Output every line of the items below as a JSON list of strings, one string per line, omitting blank lines.

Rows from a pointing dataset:
* * *

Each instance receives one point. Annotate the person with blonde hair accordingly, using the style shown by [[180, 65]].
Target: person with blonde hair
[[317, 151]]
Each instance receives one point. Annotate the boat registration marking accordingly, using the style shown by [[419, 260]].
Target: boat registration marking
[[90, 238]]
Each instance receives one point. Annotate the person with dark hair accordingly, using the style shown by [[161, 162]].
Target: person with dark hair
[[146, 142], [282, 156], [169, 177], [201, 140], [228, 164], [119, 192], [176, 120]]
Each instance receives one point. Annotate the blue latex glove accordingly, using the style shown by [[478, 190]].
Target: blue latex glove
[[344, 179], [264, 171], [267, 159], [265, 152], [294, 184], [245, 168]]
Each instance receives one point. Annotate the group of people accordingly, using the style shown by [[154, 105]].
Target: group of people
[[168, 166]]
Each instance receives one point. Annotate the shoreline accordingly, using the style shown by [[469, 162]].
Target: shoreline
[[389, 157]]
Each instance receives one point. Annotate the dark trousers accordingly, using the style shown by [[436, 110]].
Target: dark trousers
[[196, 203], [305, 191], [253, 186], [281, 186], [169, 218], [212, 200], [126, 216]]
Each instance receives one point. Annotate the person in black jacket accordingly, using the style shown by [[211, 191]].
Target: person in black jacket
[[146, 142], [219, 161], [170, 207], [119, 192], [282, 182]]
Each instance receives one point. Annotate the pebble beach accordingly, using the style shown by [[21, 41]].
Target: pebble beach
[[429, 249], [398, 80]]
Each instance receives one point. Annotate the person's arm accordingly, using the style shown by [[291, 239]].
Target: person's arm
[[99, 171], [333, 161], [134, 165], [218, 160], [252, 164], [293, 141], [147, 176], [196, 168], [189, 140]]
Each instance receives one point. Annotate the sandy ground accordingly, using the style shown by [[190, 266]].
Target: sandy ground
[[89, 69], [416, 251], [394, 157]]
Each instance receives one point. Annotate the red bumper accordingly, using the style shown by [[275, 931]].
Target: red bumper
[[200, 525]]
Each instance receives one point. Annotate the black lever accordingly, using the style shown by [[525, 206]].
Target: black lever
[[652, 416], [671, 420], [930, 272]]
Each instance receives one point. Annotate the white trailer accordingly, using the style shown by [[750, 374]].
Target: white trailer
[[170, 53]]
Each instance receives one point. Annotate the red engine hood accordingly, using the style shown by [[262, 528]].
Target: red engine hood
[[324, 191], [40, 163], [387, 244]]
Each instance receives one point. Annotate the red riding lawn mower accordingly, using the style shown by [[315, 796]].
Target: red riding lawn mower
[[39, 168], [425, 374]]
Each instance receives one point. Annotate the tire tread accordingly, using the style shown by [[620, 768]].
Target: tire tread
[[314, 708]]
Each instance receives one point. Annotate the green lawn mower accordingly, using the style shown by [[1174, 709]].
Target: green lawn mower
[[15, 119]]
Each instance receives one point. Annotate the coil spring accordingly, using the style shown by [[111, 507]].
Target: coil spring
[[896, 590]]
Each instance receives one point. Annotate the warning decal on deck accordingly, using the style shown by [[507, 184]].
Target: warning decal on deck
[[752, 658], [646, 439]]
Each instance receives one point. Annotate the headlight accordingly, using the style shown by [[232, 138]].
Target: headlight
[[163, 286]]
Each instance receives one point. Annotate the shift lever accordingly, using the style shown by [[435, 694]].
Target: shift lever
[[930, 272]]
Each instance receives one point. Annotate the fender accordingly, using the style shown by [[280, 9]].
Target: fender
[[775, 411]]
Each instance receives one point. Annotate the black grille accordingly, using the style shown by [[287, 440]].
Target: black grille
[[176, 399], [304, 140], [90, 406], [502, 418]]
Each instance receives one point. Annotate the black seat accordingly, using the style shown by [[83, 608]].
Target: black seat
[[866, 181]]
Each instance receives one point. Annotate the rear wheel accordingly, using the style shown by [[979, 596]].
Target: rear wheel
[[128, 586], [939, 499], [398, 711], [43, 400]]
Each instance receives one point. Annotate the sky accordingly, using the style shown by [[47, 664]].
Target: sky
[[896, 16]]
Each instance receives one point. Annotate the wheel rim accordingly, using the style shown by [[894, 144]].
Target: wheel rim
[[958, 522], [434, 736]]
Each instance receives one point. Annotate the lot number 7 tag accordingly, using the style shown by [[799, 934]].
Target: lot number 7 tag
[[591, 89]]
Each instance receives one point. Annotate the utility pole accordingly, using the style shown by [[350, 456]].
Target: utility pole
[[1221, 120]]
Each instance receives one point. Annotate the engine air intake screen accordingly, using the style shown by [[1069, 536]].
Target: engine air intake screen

* * *

Exercise result:
[
  "Each instance receives one point. Annotate the person with blonde hair accordingly, using the style shown by [[180, 65]].",
  "Target: person with blonde hair",
  "[[317, 151]]",
  "Each instance receives one point. Annotate the boat registration marking accordingly, using the style shown by [[419, 260]].",
  "Target: boat registration marking",
  "[[90, 238]]",
  "Each instance receives one point. Annotate the person with dark hair accordingly, using the style shown by [[161, 162]].",
  "Target: person with dark hair",
  "[[146, 142], [282, 156], [169, 177], [201, 140], [228, 164], [119, 192], [176, 120]]",
  "Each instance receives one point. Annotate the blue latex glove accordingly, using the style shown by [[478, 190]].",
  "Target: blue latex glove",
  "[[344, 179], [264, 171], [267, 159], [265, 152], [294, 184], [245, 168]]",
  "Each instance receives one point. Annotate the group of people accordingly, using the style shown by [[154, 105]].",
  "Target: group of people",
  "[[168, 166]]",
  "Each instance receives one point. Annotate the shoreline accordingly, using the style shown by [[469, 162]].",
  "Target: shoreline",
  "[[389, 157]]",
  "Each instance receives one point. Annotate the dark trousers accordingly, using the style shown by [[436, 110]].",
  "Target: dark trousers",
  "[[196, 203], [305, 191], [253, 186], [281, 186], [169, 218], [212, 200], [126, 216]]",
  "Each instance receives one point. Annotate the person in black jacket accordingly, using the style shown by [[211, 191]].",
  "Target: person in black jacket",
  "[[146, 142], [219, 161], [170, 207], [119, 192], [282, 182]]",
  "Each instance receives one point. Annotate the pebble beach accordingly, using the style shown by [[21, 41]].",
  "Target: pebble beach",
  "[[429, 249], [398, 80]]",
  "Each instance receives one point. Annotate the person's arm accordingly, using the style shown by [[291, 239]].",
  "Target: person's arm",
  "[[99, 171], [333, 161], [134, 165], [218, 160], [252, 164], [293, 141], [147, 176], [196, 168], [189, 140]]",
  "Each instance receives one point. Annotate the sandy ground accordingly, using the style shown by [[190, 266]].",
  "Target: sandy ground",
  "[[89, 69], [416, 251], [394, 157]]",
  "Each instance receives one point. Annotate the red bumper accordingly, using the style shown by [[275, 931]].",
  "Target: red bumper",
  "[[200, 525]]",
  "Each instance receives one point. Annotate the black lever accordingly, using the style shown by [[525, 206]].",
  "Target: black lever",
  "[[652, 416], [671, 420], [930, 272]]",
  "Each instance receives one point. Annotate the white trailer accordingly, using the style shown by [[750, 374]].",
  "Target: white trailer",
  "[[170, 53]]",
  "Each instance receives one point. Annotate the red engine hood accordingly, using the style shown by [[262, 528]].",
  "Target: red engine hood",
  "[[324, 191], [40, 163], [387, 244]]",
  "Each instance receives one point. Annotate the red riding lawn mower accordingly, using the style shown by [[315, 796]].",
  "Target: red riding lawn mower",
  "[[39, 168], [425, 374]]",
  "Each instance receives one point. Annotate the tire tread accordingly, using the style shown by [[620, 768]].",
  "Target: tire tread",
  "[[314, 708]]",
  "Each instance receives one point. Annotate the green lawn mower accordingly, using the style shown by [[1174, 709]].",
  "Target: green lawn mower",
  "[[15, 119]]",
  "Each instance receives one point. Annotate the coil spring accordingly, using the style shown by [[111, 507]].",
  "Target: coil spring",
  "[[896, 590]]",
  "Each instance receives one point. Annotate the warning decal on deck accordingly, using the style shown by [[507, 184]].",
  "Target: warning decal on deck",
  "[[752, 658], [646, 439]]",
  "Each instance receives one point. Annotate the headlight accordingly, using the style shown by [[232, 138]].",
  "Target: headlight",
  "[[163, 286]]",
  "Each instance receives one point. Annotate the shift lever accordingly, using the style shown by [[435, 694]].",
  "Target: shift lever",
  "[[930, 272]]",
  "Each instance receives one point. Annotate the fender accordingly, using the style shown by [[280, 9]].",
  "Target: fender",
  "[[775, 411]]",
  "Each instance receives one point. Annotate the black grille accordingly, using the style shown by [[287, 440]].",
  "Target: black grille",
  "[[176, 399], [304, 140], [90, 406], [502, 418]]",
  "Each instance receives one point. Annotate the black seat accordingly, using the style shown by [[83, 608]].",
  "Target: black seat",
  "[[866, 181]]",
  "Each instance receives one point. Annotate the rear wheel accordingly, using the style shown by [[979, 596]].",
  "Target: rear wheel",
  "[[128, 586], [939, 499], [398, 711], [43, 400]]",
  "Each instance receives one point. Annotate the sky accordingly, using the style shown by [[47, 664]].",
  "Target: sky",
  "[[896, 16]]",
  "Each instance receives one point. Annotate the wheel rim accordingly, using the style shown by [[894, 144]].",
  "Target: wheel rim",
  "[[958, 522], [434, 736]]",
  "Each instance receives one point. Annotate the lot number 7 tag accordingly, using the style shown by [[799, 934]].",
  "Target: lot number 7 tag",
  "[[591, 89]]",
  "Each instance receives one point. Annotate the utility pole accordingly, using the style shown by [[350, 456]].",
  "Target: utility pole",
  "[[1221, 120]]",
  "Each instance receives one point. Annotate the engine air intake screen accordingly, using the style shown by [[1069, 536]].",
  "Target: engine air intake screen"
]